▶ **TASK DIRECTIONS**:
Which lines in the material below contain the string "mitt"? Collect every one of them and copy each line in full.

▶ **GIVEN DATA**:
....

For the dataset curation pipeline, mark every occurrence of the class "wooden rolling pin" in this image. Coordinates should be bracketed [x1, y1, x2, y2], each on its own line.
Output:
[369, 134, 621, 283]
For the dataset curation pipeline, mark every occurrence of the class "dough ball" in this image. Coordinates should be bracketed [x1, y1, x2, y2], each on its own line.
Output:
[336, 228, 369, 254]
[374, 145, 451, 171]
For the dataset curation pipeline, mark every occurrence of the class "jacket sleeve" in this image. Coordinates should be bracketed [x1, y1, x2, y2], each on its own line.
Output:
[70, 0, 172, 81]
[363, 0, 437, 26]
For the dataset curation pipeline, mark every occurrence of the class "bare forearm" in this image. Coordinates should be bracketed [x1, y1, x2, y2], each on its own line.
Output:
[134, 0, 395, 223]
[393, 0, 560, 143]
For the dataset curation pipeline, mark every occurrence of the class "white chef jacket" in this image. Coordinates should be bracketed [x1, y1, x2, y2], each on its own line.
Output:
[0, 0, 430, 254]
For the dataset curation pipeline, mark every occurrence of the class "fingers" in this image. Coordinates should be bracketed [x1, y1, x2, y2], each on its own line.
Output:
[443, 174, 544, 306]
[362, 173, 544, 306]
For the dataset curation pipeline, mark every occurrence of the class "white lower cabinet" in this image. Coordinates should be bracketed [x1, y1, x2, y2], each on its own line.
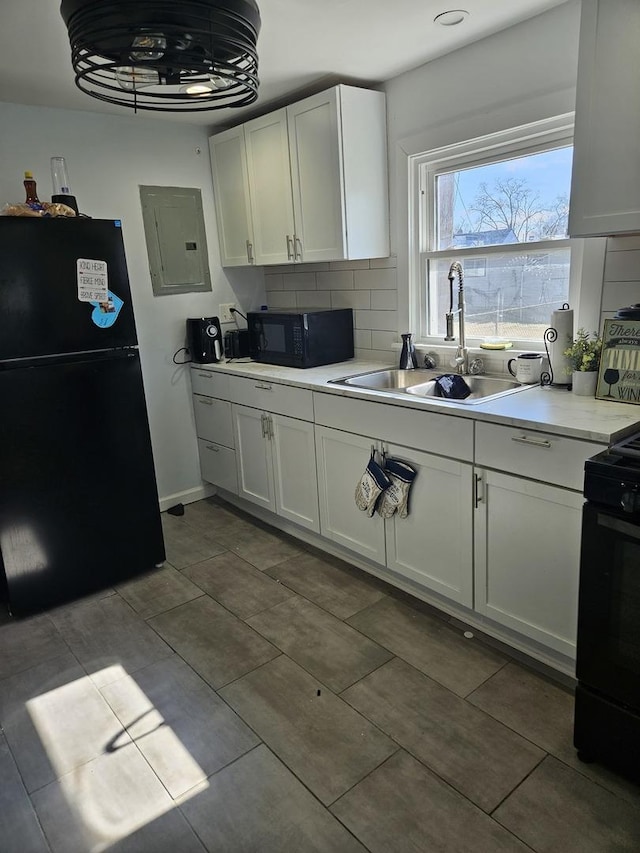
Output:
[316, 426, 385, 565]
[385, 444, 473, 607]
[316, 426, 473, 607]
[475, 469, 584, 658]
[232, 405, 320, 533]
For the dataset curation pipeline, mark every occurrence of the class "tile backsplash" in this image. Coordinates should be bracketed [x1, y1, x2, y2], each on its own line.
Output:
[265, 257, 399, 362]
[600, 234, 640, 331]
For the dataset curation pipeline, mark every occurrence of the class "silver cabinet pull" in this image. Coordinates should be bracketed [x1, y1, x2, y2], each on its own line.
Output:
[511, 435, 551, 450]
[473, 474, 482, 509]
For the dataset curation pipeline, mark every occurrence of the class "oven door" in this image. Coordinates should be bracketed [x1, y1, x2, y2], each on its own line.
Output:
[577, 503, 640, 709]
[248, 313, 302, 366]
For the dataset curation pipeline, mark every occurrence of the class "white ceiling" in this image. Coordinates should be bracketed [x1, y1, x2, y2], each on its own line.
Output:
[0, 0, 565, 127]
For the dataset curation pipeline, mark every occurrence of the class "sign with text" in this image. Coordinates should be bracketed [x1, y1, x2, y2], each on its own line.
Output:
[596, 320, 640, 403]
[76, 258, 109, 302]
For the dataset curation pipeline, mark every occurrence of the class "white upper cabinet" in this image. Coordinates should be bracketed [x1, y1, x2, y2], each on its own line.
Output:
[212, 85, 389, 265]
[569, 0, 640, 237]
[244, 109, 295, 264]
[209, 127, 254, 267]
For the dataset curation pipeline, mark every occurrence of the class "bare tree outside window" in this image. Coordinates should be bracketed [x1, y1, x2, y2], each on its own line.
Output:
[428, 147, 572, 340]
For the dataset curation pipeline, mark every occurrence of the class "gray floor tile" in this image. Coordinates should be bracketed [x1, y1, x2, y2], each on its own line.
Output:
[348, 598, 507, 696]
[183, 498, 256, 539]
[102, 656, 259, 798]
[52, 595, 171, 687]
[342, 658, 545, 812]
[467, 663, 640, 802]
[218, 527, 302, 571]
[181, 746, 365, 853]
[331, 750, 527, 853]
[0, 653, 129, 792]
[116, 565, 202, 619]
[32, 743, 203, 853]
[494, 756, 640, 853]
[184, 551, 294, 619]
[0, 615, 69, 679]
[161, 512, 226, 569]
[220, 655, 397, 805]
[247, 596, 392, 693]
[149, 596, 280, 689]
[268, 554, 385, 619]
[0, 732, 49, 853]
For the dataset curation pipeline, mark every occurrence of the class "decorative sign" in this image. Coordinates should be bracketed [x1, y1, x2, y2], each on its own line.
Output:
[596, 320, 640, 403]
[76, 258, 109, 302]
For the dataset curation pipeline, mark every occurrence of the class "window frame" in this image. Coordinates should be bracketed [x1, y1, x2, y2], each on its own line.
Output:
[408, 115, 582, 350]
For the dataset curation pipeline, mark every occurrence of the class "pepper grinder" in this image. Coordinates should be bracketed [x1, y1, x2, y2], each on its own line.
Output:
[399, 332, 418, 370]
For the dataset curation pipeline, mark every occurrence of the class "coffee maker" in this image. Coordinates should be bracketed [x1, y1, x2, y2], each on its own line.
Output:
[187, 317, 223, 364]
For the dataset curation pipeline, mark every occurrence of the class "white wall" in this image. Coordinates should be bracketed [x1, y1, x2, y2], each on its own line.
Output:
[0, 103, 265, 506]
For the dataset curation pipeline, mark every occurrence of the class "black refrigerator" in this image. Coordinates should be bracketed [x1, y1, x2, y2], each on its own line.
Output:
[0, 216, 165, 615]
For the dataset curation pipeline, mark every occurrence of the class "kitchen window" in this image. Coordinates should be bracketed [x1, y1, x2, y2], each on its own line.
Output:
[410, 117, 573, 348]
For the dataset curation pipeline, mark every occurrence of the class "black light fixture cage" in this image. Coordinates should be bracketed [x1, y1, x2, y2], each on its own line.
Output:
[60, 0, 260, 112]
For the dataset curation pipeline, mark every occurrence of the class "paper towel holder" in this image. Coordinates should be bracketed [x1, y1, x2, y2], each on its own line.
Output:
[540, 302, 571, 391]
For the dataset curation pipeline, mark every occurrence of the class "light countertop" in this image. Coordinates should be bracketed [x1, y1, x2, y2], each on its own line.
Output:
[192, 359, 640, 444]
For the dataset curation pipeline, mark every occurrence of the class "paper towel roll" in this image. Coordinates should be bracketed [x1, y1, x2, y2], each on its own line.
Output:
[549, 303, 573, 385]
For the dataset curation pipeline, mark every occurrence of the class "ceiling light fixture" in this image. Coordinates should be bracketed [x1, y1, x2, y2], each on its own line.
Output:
[433, 9, 469, 27]
[60, 0, 260, 112]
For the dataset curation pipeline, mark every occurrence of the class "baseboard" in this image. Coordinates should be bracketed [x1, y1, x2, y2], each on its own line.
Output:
[158, 483, 216, 512]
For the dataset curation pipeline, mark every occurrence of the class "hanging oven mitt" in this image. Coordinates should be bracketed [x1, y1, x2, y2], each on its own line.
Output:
[355, 450, 391, 518]
[378, 459, 416, 518]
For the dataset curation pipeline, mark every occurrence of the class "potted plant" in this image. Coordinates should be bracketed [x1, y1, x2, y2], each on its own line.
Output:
[564, 329, 602, 397]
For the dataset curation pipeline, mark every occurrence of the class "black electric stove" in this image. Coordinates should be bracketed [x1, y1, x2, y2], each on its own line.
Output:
[584, 433, 640, 516]
[574, 433, 640, 781]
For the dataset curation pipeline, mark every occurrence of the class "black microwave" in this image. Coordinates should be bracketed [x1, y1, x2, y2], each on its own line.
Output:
[247, 308, 353, 367]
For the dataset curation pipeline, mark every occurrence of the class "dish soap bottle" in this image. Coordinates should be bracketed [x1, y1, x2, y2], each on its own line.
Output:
[399, 332, 418, 370]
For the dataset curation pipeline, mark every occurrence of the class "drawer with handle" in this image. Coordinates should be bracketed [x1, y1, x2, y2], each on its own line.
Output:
[198, 438, 238, 495]
[193, 394, 234, 447]
[230, 376, 313, 421]
[475, 422, 604, 492]
[191, 367, 231, 400]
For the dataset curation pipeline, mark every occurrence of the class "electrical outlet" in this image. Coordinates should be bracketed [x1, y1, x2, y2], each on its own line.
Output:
[220, 302, 237, 323]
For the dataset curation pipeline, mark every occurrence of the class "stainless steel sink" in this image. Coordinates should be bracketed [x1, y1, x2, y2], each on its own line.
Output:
[405, 376, 532, 406]
[330, 370, 442, 391]
[331, 370, 534, 406]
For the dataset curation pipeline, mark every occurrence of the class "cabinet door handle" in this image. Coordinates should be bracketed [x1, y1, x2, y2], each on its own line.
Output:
[473, 474, 483, 509]
[511, 435, 551, 450]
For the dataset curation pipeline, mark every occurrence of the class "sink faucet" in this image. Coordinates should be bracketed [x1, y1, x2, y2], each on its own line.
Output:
[445, 261, 469, 375]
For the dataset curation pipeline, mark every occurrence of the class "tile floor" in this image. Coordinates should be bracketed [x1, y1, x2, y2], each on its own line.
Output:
[0, 499, 640, 853]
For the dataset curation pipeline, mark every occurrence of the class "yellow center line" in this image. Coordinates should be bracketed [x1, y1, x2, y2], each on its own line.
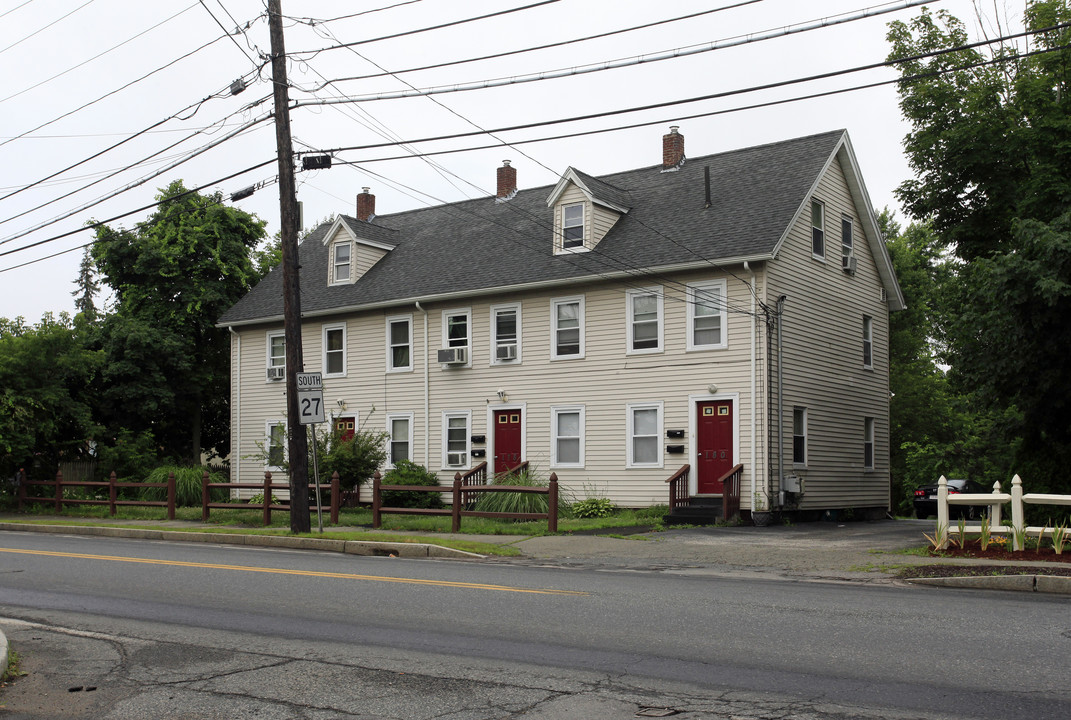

....

▶ **CORRECT ANSWER**:
For the dataset curation pipeline, mark every occurrence of the class "hanging oven mitt" in this image. Coordinates should be bracketed [x1, y1, x2, y2], each on its own line.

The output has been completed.